─── Data for the task
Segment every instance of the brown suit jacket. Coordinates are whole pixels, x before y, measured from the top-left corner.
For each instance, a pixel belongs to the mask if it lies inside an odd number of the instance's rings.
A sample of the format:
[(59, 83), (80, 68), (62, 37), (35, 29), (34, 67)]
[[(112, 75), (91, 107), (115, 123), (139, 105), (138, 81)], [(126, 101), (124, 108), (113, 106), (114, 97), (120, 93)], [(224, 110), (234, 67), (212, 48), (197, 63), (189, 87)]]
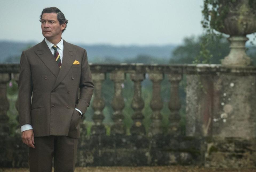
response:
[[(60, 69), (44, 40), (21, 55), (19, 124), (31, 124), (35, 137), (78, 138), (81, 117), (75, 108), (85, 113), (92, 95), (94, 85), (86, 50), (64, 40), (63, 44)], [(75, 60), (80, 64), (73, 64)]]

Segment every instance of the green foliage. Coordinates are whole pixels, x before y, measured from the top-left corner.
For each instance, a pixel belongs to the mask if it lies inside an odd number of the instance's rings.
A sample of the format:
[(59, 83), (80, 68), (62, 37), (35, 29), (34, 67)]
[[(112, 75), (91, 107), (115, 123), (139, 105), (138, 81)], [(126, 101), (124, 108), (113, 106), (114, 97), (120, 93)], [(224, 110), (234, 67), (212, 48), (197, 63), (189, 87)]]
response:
──────
─── Data for the task
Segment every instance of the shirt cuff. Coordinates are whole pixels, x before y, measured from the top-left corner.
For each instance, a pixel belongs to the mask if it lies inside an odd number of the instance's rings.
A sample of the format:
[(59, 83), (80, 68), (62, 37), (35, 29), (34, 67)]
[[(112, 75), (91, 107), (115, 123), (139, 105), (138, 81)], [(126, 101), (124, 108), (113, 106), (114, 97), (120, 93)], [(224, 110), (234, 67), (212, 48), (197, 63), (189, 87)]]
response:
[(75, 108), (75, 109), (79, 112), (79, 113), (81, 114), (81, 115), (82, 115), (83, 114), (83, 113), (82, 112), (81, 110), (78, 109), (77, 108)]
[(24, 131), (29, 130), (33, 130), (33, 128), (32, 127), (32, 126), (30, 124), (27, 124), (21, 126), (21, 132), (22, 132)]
──────
• **Instructions for the task**:
Which lines of the records contain the string "pixels"? Return each such line in full, treating uppercase and lowercase as different.

• **Answer to this problem**:
Segment every instance of the brown suit jacket. Coordinates are whole pixels, x before y, measured from the top-left corner.
Segment every instance of the green foliage. Coordinates are whole pixels, x before y, measured from the top-left corner.
Segment every instance of the shirt cuff. Coordinates are whole pixels, x before y, measured from the top-left corner.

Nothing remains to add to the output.